Data excerpts:

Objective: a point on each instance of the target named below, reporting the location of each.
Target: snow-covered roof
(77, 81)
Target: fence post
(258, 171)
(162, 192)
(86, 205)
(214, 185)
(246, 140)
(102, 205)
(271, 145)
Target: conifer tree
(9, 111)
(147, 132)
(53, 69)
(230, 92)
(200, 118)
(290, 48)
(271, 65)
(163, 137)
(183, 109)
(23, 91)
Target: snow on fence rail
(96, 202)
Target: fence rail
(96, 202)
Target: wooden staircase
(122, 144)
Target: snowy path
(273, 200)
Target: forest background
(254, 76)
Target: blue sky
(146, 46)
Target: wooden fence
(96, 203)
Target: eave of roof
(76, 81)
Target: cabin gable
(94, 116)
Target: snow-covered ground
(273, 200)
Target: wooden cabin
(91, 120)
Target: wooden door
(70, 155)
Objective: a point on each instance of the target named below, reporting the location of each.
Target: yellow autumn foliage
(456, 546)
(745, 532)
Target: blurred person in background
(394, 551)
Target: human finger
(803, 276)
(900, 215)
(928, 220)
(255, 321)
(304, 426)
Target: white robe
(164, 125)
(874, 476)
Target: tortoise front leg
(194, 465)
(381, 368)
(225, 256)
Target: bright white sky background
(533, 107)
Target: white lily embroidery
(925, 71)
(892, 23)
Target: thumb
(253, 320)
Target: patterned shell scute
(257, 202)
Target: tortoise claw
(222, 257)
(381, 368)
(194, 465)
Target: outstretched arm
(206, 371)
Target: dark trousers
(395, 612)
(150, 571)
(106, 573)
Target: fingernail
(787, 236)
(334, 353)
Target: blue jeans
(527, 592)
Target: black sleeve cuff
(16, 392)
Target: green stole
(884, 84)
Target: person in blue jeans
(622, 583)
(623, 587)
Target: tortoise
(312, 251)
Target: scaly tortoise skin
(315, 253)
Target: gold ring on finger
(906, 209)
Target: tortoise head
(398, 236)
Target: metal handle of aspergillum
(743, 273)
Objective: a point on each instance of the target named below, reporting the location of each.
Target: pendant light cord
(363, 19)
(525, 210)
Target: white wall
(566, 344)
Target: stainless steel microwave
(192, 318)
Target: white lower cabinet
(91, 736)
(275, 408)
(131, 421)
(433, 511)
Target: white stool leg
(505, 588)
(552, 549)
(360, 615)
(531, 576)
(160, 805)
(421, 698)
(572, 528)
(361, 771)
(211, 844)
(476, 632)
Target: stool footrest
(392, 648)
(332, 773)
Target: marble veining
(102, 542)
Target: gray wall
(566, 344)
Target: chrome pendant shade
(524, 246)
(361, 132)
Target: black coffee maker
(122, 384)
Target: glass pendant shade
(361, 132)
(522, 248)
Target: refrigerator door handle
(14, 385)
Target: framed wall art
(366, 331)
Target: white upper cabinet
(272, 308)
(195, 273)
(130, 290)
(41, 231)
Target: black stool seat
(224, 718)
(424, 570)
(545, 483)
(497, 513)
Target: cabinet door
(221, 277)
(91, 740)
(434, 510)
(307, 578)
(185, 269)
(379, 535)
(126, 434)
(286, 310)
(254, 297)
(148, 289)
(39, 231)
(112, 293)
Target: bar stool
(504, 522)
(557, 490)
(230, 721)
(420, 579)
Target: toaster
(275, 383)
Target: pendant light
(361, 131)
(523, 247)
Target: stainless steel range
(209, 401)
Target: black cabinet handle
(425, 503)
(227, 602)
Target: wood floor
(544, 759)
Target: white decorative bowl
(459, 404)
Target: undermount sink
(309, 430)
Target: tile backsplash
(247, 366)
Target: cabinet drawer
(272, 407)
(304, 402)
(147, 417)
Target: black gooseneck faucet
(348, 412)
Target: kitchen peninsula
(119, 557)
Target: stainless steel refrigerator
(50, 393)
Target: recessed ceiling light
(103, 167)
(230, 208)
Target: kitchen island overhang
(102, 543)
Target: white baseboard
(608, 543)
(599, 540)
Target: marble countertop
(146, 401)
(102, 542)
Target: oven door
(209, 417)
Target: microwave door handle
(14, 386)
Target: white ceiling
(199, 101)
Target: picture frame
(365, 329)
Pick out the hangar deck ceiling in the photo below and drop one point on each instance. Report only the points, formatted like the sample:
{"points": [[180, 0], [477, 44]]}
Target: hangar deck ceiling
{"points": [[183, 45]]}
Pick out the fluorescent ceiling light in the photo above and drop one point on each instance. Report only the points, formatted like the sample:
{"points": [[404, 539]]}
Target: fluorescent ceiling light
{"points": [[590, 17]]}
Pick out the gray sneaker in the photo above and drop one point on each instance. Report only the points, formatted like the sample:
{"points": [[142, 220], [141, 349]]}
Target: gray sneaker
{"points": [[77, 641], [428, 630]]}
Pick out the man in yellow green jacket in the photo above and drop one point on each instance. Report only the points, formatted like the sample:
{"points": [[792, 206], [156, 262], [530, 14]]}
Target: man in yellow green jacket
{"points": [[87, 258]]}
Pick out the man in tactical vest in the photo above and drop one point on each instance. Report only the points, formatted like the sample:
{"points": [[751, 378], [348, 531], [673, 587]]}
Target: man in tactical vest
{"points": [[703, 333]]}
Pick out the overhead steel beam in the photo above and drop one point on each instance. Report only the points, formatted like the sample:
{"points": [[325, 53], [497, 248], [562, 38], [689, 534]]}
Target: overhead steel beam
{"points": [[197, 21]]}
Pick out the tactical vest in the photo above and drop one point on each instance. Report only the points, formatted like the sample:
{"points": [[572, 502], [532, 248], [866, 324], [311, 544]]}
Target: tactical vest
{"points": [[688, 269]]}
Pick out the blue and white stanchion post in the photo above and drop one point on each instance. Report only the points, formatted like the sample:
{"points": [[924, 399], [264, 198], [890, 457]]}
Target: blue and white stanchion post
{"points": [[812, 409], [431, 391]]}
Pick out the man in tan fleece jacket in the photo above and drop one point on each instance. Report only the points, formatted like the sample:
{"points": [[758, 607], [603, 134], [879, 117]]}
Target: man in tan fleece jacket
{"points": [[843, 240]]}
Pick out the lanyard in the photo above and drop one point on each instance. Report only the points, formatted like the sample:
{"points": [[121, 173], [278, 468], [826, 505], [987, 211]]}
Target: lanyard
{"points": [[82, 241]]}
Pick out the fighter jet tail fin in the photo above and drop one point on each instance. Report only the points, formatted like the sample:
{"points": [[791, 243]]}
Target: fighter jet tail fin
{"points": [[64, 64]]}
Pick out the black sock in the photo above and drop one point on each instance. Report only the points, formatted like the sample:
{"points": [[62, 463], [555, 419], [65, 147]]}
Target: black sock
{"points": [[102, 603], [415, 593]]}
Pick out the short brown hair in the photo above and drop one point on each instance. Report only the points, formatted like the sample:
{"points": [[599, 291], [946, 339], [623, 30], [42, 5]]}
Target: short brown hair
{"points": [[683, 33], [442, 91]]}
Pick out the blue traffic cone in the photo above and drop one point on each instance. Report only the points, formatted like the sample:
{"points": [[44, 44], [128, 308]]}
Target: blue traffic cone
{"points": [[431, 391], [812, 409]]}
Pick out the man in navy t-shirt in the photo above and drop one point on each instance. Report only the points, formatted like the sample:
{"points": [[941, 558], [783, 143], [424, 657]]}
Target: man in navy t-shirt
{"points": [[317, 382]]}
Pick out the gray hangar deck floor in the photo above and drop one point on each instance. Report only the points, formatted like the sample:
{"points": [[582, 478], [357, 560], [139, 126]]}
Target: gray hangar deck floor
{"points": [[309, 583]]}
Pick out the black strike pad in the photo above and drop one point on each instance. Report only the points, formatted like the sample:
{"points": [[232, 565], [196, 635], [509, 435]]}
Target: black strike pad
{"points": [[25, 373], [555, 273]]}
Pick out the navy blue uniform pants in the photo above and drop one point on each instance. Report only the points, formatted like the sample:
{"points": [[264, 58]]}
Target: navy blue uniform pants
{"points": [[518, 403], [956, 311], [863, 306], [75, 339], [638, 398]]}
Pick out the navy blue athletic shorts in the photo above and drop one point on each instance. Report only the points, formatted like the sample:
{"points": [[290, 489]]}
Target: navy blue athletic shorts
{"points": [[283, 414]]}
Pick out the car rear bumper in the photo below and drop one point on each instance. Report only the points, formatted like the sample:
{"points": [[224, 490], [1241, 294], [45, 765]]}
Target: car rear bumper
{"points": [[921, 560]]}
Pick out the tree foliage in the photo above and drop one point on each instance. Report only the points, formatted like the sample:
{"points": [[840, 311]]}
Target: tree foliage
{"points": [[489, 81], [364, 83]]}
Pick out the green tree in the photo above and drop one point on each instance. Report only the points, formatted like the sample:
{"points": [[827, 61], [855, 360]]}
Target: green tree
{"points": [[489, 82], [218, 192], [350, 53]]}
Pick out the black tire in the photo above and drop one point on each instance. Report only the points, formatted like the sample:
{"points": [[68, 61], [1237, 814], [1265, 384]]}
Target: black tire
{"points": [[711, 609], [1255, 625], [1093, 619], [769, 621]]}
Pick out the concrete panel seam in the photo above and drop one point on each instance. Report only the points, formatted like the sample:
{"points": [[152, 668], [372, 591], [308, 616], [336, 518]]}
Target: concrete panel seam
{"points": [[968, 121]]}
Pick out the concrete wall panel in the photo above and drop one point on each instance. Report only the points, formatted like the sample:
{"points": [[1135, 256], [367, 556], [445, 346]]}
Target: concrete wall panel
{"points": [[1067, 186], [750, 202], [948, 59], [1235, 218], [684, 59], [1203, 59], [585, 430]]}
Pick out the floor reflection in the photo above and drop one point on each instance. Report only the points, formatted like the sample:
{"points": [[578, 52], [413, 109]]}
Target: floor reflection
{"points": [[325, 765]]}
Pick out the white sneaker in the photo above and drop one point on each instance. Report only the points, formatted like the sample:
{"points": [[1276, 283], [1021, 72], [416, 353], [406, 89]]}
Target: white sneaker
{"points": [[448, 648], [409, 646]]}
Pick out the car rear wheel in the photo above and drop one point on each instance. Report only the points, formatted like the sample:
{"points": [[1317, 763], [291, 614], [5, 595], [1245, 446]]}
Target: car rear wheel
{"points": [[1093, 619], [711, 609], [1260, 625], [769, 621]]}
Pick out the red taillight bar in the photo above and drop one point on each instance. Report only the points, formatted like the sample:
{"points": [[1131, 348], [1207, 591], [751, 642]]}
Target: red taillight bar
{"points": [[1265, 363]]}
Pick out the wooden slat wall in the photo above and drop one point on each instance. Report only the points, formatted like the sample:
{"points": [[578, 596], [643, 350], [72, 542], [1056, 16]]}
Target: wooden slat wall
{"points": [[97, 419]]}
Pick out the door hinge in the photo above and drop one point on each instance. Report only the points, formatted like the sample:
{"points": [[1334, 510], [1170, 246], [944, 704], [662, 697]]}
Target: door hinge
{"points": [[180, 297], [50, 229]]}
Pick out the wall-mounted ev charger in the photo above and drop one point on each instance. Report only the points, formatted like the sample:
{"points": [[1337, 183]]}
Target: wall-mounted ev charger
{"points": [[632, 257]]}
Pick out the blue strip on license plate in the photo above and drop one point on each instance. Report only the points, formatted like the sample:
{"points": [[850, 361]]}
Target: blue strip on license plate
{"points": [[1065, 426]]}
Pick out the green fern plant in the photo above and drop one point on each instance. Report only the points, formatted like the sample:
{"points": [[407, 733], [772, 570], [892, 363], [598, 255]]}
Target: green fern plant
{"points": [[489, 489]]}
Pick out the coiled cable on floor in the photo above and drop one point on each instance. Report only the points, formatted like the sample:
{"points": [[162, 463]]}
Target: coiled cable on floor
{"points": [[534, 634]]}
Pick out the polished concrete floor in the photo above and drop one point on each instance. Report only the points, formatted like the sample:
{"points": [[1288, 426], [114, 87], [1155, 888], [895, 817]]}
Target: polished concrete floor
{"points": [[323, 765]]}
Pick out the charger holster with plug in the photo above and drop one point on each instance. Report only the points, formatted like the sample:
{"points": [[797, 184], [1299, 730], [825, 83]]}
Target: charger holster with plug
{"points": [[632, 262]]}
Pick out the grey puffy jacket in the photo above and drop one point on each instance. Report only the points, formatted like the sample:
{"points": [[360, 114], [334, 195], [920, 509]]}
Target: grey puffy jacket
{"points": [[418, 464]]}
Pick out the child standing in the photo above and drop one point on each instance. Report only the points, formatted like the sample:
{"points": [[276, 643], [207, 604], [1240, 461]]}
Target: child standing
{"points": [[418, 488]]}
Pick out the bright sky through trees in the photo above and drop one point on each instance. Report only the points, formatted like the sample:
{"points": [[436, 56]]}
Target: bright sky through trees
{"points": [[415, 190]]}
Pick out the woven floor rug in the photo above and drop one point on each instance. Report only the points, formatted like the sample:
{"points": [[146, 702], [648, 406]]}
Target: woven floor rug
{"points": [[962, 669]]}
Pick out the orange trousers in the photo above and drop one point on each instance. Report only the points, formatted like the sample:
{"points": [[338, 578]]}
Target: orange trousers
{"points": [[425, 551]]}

WHAT YOU SHOULD DO: Please write out, exactly as they appear above, only the lines in the stretch from the line with "Pick out the tree" through the line with "Pick out the red".

SOLUTION BELOW:
Pick out the tree foliage in the photo above and drop one point on each instance. Report only the points, formatted like the sample:
{"points": [[840, 311]]}
Target: tree foliage
{"points": [[489, 81], [364, 83]]}
Pick out the green tree in the photo above and drop one point on each instance. Report only the points, formatted like the sample:
{"points": [[827, 61], [855, 360]]}
Target: green tree
{"points": [[489, 82], [218, 192], [350, 53]]}
Pick out the black tire in the photo above and drop one point on each instance. Report only the points, formatted like the sample:
{"points": [[68, 61], [1237, 814], [1265, 384]]}
Target: black tire
{"points": [[711, 609], [1255, 625], [1093, 619], [769, 621]]}
Pick out the concrete panel seam in the photo above and drop one point on each instance. Report only the points, formatted like the sample:
{"points": [[152, 668], [372, 591], [308, 616], [336, 518]]}
Target: concrete panel seam
{"points": [[968, 121]]}
Pick out the concrete wall panel in the photo above and drop one point on each instance. Report only the points, formatted like the sample:
{"points": [[1135, 256], [367, 556], [445, 346]]}
Target: concrete wall panel
{"points": [[1067, 186], [750, 202], [948, 59], [1235, 218], [684, 59], [1203, 59], [585, 430]]}
Pick out the floor reflection in the photo above and drop one point on each instance. Report only the points, formatted like the sample:
{"points": [[578, 52], [413, 109]]}
Target: floor reflection
{"points": [[325, 765]]}
Pick out the white sneaker in the photo above and drop one point on each instance. Report only the points, formatted like the sample:
{"points": [[1276, 283], [1021, 72], [416, 353], [406, 89]]}
Target: white sneaker
{"points": [[448, 648], [409, 646]]}
Pick out the car rear wheel in the photo above and drop one point on each instance. Report only the points, formatted like the sample:
{"points": [[1317, 763], [291, 614], [5, 595], [1245, 446]]}
Target: car rear wheel
{"points": [[1093, 619], [711, 609], [1260, 625], [769, 621]]}
Pick out the red taillight bar in the photo above and drop one point on each instance. Report only the points, formatted like the sample:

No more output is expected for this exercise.